Extract:
*** Begin section ***

I hope this gives you a glimpse of how tools like the Logit Lens can help us understand how these models predict and reason about the input we provide.
If you want to learn more about how the Logit Lens idea works, I strongly suggest reading this essay on Less Wrong, which provides a more detailed explanation of the technique and several examples of insights one can derive from it.
What’s the role of visualization here?
After showing the examples above, I think it’s not too hard to imagine that data visualization could play a role here. Neural networks are complex objects that process a staggering amount of data. When you have plenty of data, vague goals, and the need to generate new hypotheses and intuitions, visualization is the most powerful tool in the data toolbox.
Visualization researchers have developed many techniques over the years to understand other types of neural networks, and new methods are being developed every day. However, my cursory look at the visualization academic community suggests that there is still too little focus on the problems of mechanistic interpretability. The most exciting work seems to come from industry labs rather than academia. Maybe a reflection of the fact that we don’t have easy access to production models and compute.
However, I am convinced that visualization can play a big role in this space. I have been interacting with my colleagues over the last few weeks and have been able to provide useful advice on visualization design. Visualization experts can help at least with three bottlenecks I see.
Scalability. The amount of data AI models must handle is enormous. Making visual representations scalable is an old problem with many potential angles of attack. Visualization experts can suggest ways to navigate and summarize large quantities of data in meaningful ways.

*** End section ***

Source material:
*** Begin section ***

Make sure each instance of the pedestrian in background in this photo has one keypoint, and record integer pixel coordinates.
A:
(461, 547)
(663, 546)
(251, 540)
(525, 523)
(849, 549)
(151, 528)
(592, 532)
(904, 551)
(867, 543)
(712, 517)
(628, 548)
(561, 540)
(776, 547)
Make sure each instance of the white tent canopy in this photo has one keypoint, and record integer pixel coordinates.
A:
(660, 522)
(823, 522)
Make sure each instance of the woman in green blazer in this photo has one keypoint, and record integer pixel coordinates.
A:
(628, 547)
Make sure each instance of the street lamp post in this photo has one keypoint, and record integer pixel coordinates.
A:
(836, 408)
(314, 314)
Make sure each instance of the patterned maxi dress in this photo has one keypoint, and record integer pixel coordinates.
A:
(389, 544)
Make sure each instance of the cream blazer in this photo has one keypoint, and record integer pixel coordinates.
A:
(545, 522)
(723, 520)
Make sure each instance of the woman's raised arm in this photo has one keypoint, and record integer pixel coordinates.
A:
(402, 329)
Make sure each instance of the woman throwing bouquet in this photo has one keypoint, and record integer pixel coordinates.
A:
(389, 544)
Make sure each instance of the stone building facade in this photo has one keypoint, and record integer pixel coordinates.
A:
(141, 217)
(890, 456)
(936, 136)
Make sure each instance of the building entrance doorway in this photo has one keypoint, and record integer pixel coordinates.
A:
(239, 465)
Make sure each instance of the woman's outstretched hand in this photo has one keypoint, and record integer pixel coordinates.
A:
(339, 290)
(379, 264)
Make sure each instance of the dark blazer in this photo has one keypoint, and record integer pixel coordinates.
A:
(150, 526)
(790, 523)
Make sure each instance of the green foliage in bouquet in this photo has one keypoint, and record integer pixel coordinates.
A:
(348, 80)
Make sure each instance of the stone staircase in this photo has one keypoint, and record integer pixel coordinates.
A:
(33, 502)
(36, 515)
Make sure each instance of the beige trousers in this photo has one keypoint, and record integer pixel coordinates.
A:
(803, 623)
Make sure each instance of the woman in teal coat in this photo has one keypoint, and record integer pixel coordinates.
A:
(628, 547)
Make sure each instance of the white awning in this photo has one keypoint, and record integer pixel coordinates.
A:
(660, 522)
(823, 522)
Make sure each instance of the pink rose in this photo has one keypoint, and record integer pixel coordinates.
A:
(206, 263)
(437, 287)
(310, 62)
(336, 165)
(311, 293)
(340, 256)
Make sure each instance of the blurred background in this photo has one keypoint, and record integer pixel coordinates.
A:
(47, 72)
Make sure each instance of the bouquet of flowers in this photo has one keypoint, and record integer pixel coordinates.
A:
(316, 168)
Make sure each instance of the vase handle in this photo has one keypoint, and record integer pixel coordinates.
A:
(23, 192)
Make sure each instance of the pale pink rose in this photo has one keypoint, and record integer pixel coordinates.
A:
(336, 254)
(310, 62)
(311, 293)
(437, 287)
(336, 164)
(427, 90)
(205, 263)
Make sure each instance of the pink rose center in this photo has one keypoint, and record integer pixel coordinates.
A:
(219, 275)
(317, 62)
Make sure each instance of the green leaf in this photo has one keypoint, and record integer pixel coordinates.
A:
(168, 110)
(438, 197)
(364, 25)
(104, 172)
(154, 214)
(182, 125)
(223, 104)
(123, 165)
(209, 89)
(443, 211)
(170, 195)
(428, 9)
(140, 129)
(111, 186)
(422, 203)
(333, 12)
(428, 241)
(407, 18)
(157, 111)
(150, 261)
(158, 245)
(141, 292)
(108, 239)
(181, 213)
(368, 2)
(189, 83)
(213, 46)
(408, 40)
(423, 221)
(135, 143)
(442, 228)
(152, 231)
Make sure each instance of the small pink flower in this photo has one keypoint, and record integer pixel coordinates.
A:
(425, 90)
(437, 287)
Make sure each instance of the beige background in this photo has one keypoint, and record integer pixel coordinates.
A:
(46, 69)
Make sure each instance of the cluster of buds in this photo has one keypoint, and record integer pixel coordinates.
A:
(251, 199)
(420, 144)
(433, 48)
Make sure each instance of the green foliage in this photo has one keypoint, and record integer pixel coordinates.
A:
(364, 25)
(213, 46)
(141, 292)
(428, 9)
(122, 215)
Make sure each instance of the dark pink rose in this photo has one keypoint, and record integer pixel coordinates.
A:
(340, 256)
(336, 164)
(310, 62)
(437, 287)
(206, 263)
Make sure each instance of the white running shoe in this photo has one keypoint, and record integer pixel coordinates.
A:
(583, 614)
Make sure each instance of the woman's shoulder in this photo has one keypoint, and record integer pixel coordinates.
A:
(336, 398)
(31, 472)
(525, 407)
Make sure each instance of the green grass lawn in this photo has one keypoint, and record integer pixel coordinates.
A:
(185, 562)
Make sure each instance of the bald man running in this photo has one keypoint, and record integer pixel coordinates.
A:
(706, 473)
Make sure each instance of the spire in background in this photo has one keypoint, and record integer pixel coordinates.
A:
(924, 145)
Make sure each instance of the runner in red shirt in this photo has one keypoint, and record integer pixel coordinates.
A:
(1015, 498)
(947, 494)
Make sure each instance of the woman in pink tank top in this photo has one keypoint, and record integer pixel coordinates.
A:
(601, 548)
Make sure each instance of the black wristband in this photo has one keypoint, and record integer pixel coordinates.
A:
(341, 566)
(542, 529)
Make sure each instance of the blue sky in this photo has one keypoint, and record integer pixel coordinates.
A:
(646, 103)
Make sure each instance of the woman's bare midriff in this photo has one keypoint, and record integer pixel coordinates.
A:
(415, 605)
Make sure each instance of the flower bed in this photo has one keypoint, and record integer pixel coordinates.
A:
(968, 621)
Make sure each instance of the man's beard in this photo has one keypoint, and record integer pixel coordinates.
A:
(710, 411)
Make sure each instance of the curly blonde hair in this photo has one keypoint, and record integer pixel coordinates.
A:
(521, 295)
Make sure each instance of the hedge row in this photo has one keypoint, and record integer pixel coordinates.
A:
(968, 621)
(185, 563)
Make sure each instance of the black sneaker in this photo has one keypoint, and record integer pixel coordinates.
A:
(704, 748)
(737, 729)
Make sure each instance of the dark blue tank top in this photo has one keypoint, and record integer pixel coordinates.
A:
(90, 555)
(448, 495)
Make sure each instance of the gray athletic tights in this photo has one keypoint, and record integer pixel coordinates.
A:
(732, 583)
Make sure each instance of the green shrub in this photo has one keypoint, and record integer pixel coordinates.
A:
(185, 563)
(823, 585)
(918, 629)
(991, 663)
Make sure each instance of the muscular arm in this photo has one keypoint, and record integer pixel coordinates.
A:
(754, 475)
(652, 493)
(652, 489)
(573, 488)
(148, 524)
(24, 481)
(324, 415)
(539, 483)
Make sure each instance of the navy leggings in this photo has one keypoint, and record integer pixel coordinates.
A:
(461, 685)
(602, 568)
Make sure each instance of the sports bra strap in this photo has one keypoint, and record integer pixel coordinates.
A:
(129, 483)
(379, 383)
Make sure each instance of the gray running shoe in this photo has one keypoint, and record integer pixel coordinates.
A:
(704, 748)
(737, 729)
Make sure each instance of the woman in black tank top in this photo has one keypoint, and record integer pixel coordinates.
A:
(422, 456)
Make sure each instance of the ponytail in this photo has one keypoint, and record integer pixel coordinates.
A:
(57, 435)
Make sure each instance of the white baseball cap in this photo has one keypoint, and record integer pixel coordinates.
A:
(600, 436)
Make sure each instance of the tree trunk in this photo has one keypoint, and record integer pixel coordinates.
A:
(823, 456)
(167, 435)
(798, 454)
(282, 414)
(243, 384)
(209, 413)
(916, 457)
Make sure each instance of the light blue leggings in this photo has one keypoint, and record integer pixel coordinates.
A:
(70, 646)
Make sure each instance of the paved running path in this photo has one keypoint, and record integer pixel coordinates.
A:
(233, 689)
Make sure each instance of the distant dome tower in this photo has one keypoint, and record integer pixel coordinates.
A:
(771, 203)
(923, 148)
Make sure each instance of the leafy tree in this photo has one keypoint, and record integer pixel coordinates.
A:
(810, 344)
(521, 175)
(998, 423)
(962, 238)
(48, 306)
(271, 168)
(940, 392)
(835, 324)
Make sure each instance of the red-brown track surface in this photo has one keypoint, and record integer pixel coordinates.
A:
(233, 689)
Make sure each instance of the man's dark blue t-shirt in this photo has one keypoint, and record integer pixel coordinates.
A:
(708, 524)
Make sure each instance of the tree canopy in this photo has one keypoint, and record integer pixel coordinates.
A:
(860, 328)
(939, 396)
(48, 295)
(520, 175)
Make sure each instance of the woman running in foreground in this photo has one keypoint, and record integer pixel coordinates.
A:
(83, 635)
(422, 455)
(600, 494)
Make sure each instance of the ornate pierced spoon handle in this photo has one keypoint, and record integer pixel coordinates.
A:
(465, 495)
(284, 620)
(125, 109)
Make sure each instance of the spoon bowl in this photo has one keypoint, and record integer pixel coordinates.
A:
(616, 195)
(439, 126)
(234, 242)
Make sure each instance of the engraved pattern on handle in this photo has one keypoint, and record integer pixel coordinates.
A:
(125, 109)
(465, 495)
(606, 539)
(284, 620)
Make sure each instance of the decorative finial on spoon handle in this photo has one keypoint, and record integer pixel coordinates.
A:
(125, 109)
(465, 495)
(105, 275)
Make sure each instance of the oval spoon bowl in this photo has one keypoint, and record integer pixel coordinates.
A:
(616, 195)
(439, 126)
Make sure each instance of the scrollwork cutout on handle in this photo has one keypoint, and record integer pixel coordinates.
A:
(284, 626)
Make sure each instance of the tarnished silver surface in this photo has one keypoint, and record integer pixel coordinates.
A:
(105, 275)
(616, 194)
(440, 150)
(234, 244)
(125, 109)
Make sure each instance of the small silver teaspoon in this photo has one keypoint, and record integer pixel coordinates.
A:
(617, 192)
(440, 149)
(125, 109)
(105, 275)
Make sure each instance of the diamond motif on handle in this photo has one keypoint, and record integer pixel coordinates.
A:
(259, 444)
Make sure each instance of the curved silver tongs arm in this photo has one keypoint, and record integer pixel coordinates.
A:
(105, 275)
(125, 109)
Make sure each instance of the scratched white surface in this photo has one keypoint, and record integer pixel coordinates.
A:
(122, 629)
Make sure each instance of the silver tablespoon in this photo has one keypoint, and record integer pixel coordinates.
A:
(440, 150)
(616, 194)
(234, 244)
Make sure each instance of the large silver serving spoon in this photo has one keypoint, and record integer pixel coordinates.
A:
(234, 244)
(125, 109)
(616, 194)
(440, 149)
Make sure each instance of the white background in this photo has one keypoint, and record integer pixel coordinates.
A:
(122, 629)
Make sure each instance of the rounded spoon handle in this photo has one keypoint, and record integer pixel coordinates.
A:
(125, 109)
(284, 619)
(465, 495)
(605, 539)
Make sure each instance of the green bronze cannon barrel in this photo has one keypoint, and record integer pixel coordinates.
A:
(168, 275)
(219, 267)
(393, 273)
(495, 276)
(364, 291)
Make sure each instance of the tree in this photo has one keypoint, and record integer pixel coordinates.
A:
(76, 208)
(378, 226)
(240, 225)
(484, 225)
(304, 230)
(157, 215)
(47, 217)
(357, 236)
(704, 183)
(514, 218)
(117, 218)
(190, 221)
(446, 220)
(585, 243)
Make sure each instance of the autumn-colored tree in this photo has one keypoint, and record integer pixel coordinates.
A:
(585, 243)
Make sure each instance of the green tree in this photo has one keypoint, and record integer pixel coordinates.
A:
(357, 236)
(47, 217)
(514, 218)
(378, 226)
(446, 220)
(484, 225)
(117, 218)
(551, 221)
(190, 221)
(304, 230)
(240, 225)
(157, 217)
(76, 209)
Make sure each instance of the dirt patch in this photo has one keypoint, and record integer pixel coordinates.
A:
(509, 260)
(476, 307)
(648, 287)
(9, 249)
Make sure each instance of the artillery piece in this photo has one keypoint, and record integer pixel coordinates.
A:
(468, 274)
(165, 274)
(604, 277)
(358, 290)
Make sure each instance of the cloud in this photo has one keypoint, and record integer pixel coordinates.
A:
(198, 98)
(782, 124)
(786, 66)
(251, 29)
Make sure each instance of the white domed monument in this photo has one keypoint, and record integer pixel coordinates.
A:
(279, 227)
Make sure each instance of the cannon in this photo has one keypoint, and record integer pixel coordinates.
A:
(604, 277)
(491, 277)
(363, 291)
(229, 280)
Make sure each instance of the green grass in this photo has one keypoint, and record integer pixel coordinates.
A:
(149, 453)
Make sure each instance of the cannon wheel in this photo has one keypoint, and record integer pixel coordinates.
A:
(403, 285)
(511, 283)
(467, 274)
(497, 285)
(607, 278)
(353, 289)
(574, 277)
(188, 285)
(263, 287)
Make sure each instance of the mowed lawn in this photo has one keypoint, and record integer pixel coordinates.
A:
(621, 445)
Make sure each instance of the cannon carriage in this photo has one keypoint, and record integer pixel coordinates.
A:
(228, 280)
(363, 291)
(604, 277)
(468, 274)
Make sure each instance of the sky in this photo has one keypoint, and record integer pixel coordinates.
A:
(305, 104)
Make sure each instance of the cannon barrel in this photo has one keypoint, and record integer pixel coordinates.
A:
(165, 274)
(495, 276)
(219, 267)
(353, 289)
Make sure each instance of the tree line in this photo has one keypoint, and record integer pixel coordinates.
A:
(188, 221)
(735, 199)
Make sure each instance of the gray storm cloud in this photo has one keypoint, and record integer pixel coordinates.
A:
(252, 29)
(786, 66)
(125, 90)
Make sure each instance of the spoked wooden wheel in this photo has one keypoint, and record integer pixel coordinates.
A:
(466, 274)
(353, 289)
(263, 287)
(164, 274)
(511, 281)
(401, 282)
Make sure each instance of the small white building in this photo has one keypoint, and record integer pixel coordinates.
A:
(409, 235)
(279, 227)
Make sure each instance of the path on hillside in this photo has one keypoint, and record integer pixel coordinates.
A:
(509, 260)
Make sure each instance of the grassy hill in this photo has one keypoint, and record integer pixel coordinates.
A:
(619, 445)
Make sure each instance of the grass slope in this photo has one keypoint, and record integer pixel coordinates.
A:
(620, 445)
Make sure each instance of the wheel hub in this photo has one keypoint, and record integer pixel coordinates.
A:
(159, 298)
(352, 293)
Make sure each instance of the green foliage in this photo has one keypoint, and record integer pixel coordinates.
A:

*** End section ***

Work task A:
In the excerpt on visualization and model interpretability, condense the paragraph beginning "Visualization researchers have developed" into a short bulleted list that keeps its main points.
Work task B:
Write the next part of the excerpt on visualization and model interpretability, picking up after its last sentence.

Exercise result A:
- Visualization researchers have built many techniques over the years for understanding other kinds of neural networks, and new methods keep appearing.
- A cursory look at the visualization academic community suggests too little focus on mechanistic interpretability.
- The most exciting work seems to come from industry labs rather than academia.
- This may reflect a lack of easy access to production models and compute.

Exercise result B:
Abstraction. Visualization is not only about mapping data to graphical representations but also about designing useful abstractions and metaphors. Visualizing data processing in neural networks requires developing such abstractions, and visualization researchers are accustomed to inventing them.
Interactivity. When data is complex, large, multidimensional, and multimodal, there’s no single representation that can help answer all the questions. Interactivity is crucial in these cases because it helps define clear goals and adapt visual representations accordingly. Again, this is what visualization researchers have studied for almost 50 years and are well-equipped to suggest and invent clever interactive solutions to investigate complex neural networks.
While visualization researchers have developed many solutions for visualizing neural networks, there is still relatively little awareness of “mechanistic interpretability” and the fantastic opportunities that exist when focusing on supporting researchers who study how generative AI models work.
I hope to see more people involved in this area. I am myself moving first steps in this direction, and I hope I’ll be able to write about my progress here. Let me know what you think!